Records from a dataset:

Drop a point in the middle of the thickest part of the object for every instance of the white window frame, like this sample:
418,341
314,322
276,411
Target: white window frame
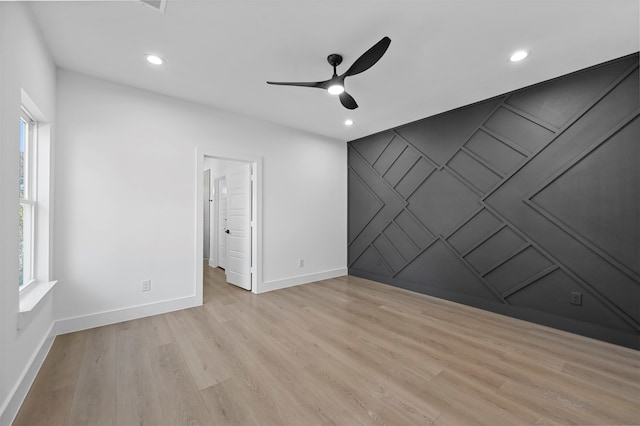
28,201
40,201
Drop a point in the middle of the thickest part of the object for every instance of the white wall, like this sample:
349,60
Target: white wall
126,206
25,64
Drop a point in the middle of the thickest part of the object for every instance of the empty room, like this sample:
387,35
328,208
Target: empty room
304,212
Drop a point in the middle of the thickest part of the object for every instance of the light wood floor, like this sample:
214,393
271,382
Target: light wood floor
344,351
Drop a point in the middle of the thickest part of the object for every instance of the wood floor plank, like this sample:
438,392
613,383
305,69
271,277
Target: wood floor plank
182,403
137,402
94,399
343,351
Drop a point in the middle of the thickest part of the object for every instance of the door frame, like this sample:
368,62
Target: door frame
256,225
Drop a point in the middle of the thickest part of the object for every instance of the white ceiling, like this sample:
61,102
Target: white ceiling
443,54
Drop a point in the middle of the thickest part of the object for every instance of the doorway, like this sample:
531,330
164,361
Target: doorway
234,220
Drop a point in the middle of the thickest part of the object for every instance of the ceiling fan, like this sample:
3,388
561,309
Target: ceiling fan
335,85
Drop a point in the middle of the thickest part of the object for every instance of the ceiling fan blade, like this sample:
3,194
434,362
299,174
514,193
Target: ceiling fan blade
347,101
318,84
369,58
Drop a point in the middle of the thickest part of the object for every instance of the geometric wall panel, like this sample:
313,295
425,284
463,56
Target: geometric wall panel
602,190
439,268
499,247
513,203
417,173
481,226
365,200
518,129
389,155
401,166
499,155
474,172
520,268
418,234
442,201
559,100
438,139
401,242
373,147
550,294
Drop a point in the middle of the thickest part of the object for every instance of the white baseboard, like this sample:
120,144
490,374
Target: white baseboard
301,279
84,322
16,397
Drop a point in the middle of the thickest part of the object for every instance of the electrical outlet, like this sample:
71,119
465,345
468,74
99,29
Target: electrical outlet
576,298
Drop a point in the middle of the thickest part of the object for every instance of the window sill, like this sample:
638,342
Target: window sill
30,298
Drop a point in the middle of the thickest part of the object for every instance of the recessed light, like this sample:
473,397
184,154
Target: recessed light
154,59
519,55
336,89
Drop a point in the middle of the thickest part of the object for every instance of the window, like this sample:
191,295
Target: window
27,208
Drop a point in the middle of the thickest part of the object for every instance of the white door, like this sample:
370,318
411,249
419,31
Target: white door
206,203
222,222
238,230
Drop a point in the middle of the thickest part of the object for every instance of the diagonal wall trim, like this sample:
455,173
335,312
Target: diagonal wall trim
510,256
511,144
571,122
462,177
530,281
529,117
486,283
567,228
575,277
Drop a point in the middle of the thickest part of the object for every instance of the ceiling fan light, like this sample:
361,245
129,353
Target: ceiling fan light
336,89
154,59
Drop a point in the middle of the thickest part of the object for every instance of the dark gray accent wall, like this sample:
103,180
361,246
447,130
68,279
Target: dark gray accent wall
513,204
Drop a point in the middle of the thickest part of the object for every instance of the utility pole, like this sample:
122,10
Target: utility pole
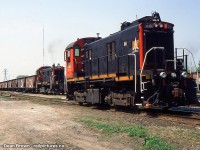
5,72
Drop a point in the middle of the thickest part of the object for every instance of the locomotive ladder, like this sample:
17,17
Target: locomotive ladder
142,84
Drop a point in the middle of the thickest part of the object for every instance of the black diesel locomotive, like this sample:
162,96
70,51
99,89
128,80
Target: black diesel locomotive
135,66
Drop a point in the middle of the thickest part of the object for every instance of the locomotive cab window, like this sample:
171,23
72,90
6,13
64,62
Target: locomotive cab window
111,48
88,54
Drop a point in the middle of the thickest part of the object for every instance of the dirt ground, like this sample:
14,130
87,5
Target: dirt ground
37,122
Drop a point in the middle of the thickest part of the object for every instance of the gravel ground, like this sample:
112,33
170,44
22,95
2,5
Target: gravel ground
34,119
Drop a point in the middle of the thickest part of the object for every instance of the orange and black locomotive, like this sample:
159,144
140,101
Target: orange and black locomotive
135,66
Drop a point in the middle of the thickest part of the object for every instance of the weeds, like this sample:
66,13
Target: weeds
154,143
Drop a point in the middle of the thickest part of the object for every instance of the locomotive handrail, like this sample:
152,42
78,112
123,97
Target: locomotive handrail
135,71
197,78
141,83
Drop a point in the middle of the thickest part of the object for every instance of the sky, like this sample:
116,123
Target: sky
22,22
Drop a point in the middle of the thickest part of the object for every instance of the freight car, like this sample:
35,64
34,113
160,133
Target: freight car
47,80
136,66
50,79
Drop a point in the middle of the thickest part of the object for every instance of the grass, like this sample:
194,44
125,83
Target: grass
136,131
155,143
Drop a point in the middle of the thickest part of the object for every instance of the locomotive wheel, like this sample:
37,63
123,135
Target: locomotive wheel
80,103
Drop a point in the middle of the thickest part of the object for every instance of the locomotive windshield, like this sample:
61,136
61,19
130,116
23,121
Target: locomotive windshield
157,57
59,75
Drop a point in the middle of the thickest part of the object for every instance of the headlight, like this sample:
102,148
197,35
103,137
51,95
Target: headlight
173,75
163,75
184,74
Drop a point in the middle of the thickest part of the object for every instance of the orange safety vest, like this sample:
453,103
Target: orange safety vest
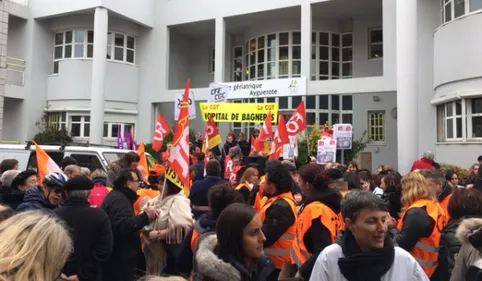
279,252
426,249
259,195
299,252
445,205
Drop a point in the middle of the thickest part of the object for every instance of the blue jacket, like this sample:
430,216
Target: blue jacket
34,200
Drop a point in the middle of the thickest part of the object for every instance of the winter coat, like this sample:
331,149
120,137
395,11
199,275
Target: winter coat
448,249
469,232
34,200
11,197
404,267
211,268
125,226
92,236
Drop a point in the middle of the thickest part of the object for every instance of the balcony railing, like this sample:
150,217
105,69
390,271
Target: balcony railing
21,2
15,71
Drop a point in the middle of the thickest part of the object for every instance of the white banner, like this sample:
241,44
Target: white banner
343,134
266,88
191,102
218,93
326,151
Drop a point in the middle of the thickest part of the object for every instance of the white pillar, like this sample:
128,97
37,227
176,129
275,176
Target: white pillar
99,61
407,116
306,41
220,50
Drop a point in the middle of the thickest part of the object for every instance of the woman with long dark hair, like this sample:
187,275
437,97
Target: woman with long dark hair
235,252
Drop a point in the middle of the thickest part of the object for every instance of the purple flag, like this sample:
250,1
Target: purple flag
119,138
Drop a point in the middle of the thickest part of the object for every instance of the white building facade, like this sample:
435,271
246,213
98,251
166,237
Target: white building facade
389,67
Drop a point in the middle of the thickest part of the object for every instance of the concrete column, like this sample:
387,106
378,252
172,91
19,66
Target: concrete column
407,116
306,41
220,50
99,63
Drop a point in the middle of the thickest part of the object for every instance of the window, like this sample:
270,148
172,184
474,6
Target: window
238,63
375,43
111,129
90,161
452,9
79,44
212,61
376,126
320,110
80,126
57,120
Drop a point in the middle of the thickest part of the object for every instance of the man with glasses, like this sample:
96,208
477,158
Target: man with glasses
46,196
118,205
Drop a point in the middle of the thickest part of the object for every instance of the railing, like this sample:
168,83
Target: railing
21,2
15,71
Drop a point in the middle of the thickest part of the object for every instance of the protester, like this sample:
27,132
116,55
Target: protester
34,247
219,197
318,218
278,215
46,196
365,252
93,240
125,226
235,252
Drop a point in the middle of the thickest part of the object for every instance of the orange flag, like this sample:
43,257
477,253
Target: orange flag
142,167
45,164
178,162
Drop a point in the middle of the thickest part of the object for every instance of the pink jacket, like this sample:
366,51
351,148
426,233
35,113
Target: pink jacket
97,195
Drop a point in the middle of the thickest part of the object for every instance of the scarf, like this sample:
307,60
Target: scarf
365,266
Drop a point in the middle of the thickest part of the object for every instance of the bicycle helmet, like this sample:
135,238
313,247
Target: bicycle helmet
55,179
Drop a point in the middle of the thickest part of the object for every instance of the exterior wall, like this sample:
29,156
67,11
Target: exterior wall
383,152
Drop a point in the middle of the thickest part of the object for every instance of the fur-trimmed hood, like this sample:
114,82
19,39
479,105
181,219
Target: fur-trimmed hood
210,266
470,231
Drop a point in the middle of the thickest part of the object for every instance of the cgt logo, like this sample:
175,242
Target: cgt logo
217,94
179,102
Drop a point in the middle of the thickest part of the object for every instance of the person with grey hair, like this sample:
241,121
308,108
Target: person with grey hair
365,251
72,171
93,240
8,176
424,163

...

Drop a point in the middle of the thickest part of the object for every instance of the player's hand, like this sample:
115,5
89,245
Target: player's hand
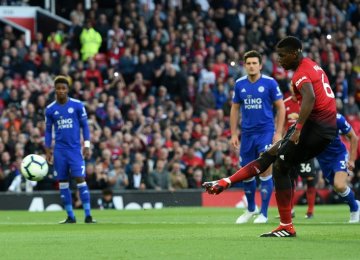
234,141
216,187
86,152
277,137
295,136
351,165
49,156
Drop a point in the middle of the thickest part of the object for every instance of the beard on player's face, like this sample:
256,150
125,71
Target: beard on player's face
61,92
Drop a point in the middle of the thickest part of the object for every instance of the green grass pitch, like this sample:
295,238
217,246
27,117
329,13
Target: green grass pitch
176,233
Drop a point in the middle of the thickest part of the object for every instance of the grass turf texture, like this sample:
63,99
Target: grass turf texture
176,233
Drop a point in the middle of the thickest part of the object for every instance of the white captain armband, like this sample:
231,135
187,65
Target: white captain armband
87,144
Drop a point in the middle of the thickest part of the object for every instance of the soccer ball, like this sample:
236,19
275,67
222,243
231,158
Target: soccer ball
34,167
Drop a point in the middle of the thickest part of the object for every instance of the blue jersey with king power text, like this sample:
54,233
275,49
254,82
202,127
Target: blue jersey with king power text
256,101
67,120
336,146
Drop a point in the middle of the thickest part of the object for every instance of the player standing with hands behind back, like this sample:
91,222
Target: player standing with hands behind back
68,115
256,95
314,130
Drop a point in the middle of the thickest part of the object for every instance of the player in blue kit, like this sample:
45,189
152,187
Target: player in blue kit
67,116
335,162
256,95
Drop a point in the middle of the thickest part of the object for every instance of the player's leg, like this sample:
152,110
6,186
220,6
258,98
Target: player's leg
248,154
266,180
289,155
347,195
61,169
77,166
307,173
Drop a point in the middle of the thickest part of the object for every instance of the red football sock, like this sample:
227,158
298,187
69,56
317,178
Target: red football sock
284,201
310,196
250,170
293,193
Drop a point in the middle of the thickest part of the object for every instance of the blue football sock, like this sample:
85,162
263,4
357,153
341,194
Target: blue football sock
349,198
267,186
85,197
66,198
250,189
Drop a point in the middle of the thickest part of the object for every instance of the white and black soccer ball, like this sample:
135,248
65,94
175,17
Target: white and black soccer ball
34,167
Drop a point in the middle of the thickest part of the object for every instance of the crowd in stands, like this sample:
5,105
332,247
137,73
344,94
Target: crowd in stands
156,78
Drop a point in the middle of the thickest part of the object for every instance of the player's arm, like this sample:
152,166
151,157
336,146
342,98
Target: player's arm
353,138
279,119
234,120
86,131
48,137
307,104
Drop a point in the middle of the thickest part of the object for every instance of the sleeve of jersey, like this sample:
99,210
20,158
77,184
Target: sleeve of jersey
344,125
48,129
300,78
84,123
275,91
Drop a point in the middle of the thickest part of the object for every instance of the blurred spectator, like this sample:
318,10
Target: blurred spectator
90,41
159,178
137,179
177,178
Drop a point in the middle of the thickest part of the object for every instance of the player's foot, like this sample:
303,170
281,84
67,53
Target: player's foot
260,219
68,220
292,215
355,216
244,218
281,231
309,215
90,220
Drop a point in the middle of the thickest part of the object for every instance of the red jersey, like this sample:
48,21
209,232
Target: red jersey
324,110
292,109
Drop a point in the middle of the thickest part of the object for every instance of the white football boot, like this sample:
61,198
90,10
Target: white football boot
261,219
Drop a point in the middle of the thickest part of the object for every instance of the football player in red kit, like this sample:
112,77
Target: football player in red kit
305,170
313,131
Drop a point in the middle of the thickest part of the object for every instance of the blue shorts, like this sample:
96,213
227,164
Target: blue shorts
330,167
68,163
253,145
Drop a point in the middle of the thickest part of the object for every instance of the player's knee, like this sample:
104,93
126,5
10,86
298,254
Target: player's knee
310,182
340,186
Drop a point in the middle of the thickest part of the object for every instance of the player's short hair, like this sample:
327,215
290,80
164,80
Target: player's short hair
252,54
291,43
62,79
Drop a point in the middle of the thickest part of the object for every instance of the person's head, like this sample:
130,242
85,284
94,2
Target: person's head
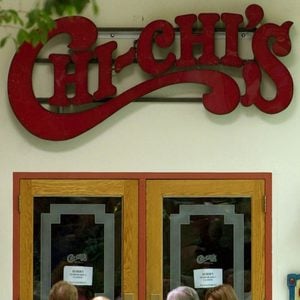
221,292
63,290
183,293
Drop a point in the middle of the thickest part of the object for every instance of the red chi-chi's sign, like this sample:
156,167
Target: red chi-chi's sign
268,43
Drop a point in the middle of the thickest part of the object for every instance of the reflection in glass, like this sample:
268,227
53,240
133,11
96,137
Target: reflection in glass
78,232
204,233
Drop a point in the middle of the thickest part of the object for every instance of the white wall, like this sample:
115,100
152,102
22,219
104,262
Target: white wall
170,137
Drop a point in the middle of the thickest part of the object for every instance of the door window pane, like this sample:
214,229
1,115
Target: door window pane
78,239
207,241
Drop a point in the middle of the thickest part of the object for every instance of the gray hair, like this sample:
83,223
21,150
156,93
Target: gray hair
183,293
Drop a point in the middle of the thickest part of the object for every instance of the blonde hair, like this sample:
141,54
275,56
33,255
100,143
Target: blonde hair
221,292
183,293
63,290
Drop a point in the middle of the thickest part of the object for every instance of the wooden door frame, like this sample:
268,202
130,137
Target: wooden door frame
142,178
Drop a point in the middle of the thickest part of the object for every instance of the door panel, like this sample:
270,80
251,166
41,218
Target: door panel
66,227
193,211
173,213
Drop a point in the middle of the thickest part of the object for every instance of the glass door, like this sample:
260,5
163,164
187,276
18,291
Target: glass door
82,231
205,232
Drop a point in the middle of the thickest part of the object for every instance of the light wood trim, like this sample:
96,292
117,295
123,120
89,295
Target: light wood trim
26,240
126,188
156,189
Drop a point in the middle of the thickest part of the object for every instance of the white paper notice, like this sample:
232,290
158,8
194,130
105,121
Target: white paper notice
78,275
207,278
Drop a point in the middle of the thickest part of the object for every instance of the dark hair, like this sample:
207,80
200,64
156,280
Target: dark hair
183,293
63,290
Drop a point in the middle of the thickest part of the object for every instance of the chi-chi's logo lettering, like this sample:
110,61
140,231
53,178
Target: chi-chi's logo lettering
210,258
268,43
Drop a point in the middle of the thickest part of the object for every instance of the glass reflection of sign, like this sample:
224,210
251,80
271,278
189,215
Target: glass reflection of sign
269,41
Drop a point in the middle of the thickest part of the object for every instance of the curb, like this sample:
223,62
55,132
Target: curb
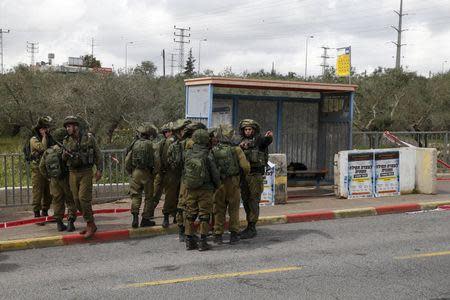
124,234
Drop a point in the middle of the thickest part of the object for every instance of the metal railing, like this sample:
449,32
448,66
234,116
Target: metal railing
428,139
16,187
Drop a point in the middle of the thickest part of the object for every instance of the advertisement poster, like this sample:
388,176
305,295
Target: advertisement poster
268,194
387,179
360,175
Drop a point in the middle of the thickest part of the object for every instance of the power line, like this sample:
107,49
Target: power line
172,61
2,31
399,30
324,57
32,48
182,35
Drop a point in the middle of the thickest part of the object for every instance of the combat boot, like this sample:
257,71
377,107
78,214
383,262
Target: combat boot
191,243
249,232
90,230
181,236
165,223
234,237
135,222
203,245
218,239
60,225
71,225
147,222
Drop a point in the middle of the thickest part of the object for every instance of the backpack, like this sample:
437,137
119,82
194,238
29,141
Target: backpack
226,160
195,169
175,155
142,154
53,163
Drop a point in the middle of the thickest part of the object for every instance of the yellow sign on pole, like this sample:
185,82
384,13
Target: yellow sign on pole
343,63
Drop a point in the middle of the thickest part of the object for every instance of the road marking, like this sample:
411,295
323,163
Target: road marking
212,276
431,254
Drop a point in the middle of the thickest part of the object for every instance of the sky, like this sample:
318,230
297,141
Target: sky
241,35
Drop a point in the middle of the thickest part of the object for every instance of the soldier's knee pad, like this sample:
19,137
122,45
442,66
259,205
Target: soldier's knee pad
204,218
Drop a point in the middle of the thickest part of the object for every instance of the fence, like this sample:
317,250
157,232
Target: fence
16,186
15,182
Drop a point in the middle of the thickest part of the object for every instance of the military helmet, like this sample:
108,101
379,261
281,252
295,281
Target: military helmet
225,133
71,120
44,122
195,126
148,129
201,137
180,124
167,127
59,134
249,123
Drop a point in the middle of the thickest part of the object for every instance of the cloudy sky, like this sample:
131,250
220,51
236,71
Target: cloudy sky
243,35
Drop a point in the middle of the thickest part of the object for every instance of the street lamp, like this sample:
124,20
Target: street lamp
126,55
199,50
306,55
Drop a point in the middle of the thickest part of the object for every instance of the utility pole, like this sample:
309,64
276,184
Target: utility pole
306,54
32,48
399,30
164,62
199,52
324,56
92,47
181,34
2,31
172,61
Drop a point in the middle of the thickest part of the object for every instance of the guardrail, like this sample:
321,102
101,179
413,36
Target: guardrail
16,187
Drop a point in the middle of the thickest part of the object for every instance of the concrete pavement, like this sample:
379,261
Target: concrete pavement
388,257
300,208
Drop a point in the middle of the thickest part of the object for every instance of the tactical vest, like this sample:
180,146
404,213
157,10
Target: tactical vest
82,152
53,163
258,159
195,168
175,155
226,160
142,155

---

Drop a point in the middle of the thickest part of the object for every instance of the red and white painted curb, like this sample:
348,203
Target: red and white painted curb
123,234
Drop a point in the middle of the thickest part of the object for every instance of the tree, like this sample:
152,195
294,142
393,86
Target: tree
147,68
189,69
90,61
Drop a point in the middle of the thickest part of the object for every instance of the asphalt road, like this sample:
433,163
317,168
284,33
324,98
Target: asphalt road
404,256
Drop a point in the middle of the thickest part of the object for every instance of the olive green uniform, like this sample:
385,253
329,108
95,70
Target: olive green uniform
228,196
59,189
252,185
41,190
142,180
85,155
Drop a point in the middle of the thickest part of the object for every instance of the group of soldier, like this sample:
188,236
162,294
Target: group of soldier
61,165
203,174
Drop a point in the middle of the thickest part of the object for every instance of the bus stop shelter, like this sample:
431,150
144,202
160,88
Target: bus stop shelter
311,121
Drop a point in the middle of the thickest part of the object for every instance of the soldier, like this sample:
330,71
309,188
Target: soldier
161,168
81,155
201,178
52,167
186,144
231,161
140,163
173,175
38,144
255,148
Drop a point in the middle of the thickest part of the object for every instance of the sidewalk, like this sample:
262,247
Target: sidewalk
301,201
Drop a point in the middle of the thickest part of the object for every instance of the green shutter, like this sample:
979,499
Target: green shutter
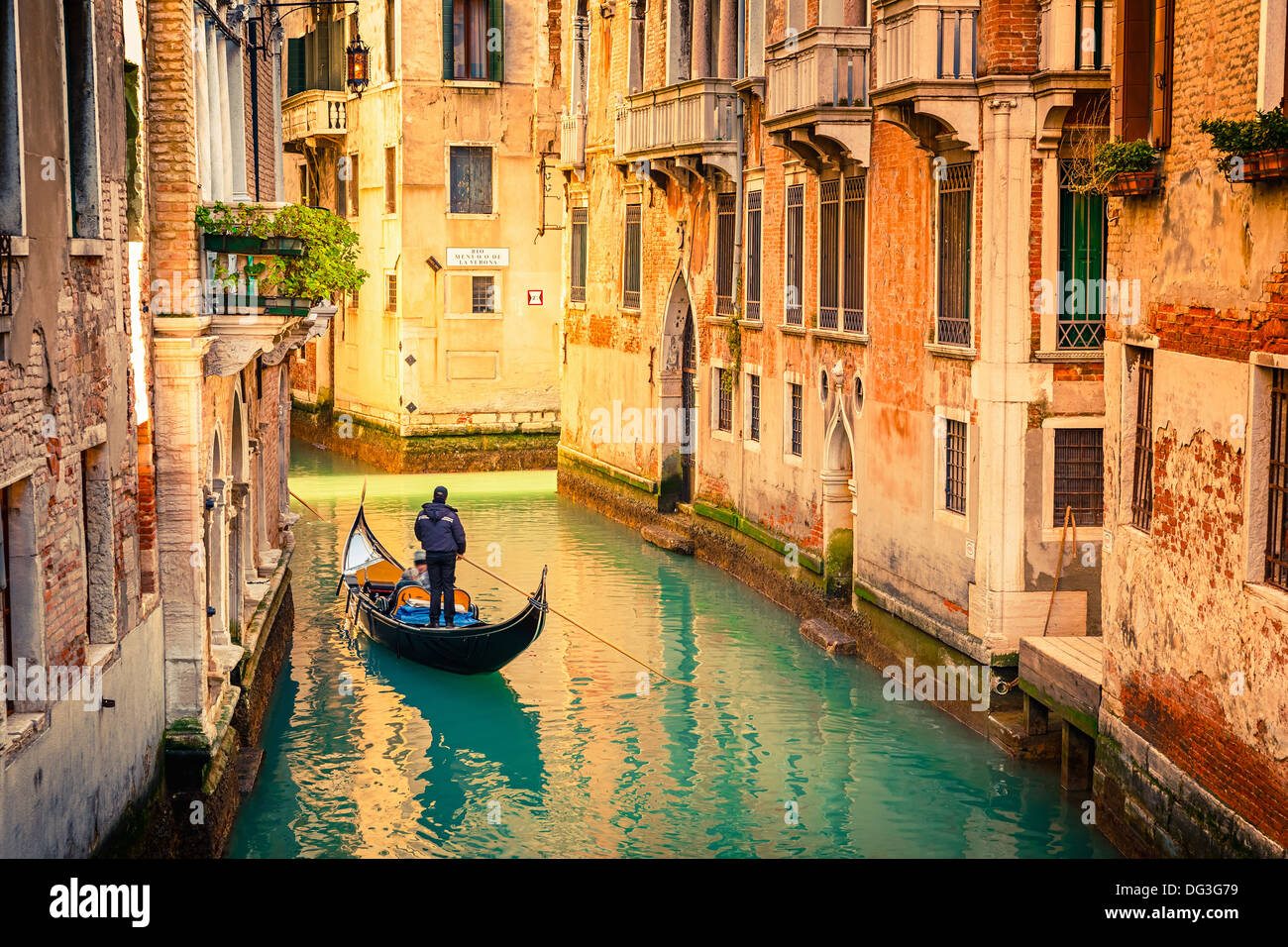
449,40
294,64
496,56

== TRY IT ==
Using the records above, repeat exactly the run of lines that starts with the line with "player's hand, like" and goes on through the line with "the white captain"; omit each picture.

== ANSWER TO THE PROBLEM ==
Drop a point in the middle of the thickest part of the object for every instance of the player's hand, like this sample:
115,5
89,245
Target: player's hand
234,141
216,187
86,152
277,137
295,136
351,165
49,156
Drop a point in the middle of the thickest part of the object for every instance of the beard on player's face, like this sample:
256,150
125,71
Target: beard on player's face
61,92
Drop a point in the middle of the thickest part of the object for every instance of the green grass pitch, like this sample:
295,238
217,246
27,117
329,13
Target: green grass pitch
176,233
Drop a point in the middle of the thickest part of the object for every instance of the grass turf texture, like this sample:
63,99
Target: grass turf texture
176,233
Drop a point in the middle of the thickest part of the object for every instance of the white captain armband, like this sample:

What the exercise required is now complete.